— Your goal —
Rewrite the lines of the data below as a numbered list, leaving out any blank lines.

— The records —

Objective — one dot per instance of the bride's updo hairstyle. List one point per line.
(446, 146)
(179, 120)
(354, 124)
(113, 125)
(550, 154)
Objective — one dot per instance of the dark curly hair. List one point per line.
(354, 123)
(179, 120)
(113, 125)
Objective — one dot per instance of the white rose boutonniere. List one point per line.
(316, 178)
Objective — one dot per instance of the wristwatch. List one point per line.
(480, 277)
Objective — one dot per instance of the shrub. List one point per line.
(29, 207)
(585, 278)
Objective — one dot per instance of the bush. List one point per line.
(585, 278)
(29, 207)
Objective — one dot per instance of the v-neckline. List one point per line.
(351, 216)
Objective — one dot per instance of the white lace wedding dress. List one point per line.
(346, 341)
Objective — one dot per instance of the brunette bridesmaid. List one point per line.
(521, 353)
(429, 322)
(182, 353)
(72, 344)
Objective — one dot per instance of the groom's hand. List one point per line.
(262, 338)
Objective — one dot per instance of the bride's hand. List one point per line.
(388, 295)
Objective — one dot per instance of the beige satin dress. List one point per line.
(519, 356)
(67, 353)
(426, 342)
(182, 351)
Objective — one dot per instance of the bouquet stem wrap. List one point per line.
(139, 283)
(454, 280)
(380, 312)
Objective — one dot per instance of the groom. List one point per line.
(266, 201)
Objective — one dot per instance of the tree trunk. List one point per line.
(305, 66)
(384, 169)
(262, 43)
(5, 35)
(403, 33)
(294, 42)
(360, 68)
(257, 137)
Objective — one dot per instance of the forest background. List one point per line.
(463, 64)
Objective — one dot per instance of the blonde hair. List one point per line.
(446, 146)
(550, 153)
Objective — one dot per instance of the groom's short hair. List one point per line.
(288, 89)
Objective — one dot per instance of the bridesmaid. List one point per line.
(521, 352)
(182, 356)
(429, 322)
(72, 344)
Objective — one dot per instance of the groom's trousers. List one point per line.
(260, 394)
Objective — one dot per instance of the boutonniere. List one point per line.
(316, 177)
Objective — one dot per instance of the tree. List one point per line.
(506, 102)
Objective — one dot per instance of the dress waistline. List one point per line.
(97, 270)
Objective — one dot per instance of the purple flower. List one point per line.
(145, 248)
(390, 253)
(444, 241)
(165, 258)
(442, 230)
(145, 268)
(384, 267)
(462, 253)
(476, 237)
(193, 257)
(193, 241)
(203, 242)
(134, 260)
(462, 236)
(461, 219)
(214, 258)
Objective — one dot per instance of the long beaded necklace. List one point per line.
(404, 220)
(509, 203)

— Result for this task —
1. Objective — one dot per instance of the bride's updo hairstyle. List one point per line.
2. (446, 146)
3. (179, 120)
4. (354, 124)
5. (113, 125)
6. (550, 154)
7. Objective — one dot per instance of the dark curly hair. List one point per line.
8. (354, 123)
9. (179, 120)
10. (113, 125)
11. Objective — one dot per instance of the white rose boutonniere. List one point per line.
12. (316, 178)
13. Objective — one dot per instance of the wristwatch. List one point per line.
14. (480, 277)
15. Objective — one dot per instance of the shrub. List one point per line.
16. (29, 207)
17. (585, 278)
18. Objective — one dot per instance of the bush. List one point per line.
19. (585, 278)
20. (29, 207)
21. Objective — one dot per instance of the v-neckline. List one point per line.
22. (351, 216)
23. Objective — one dot per instance of the white lace wedding dress. List one point per line.
24. (346, 341)
25. Objective — one dot per instance of the brunette bridesmaid. List one point per line.
26. (521, 353)
27. (429, 322)
28. (182, 353)
29. (72, 344)
30. Objective — one dot per instance of the groom's hand. List one point per line.
31. (262, 338)
32. Objective — one dot per instance of the bride's hand. List one point per line.
33. (388, 295)
34. Objective — one dot per instance of the beige satin dress. List one point per line.
35. (519, 356)
36. (67, 353)
37. (426, 342)
38. (182, 351)
39. Objective — one dot per instance of the bouquet stem wrap. List one point per line.
40. (139, 283)
41. (454, 280)
42. (380, 312)
43. Objective — one dot per instance of the groom. List one point per line.
44. (266, 201)
45. Objective — one dot per instance of the tree trunk. List one point per line.
46. (305, 66)
47. (384, 169)
48. (262, 43)
49. (5, 35)
50. (403, 33)
51. (294, 42)
52. (360, 68)
53. (257, 137)
54. Objective — one dot per instance of the forest background. List one point per line.
55. (463, 64)
56. Objective — one dot per instance of the blonde hair. List one point per line.
57. (446, 146)
58. (550, 153)
59. Objective — one dot per instance of the groom's short hair. List one point per line.
60. (288, 89)
61. Objective — one dot per instance of the bridesmaid. List one point per line.
62. (521, 352)
63. (182, 356)
64. (429, 322)
65. (72, 344)
66. Objective — one dot per instance of the groom's trousers. List one point per line.
67. (260, 394)
68. Objective — one dot per instance of the boutonniere. List one point per line.
69. (316, 177)
70. Objective — one dot per instance of the tree. List one point per line.
71. (506, 102)
72. Objective — one dot per instance of the dress waistline. List one point per line.
73. (97, 270)
74. Objective — one dot per instance of the purple flower. List one point per line.
75. (145, 248)
76. (390, 253)
77. (444, 241)
78. (165, 258)
79. (442, 230)
80. (145, 268)
81. (384, 267)
82. (462, 253)
83. (476, 237)
84. (193, 257)
85. (193, 241)
86. (203, 242)
87. (134, 260)
88. (462, 236)
89. (461, 219)
90. (214, 258)
91. Objective — one dot per instance of the long beaded necklace. List one point per line.
92. (404, 220)
93. (509, 203)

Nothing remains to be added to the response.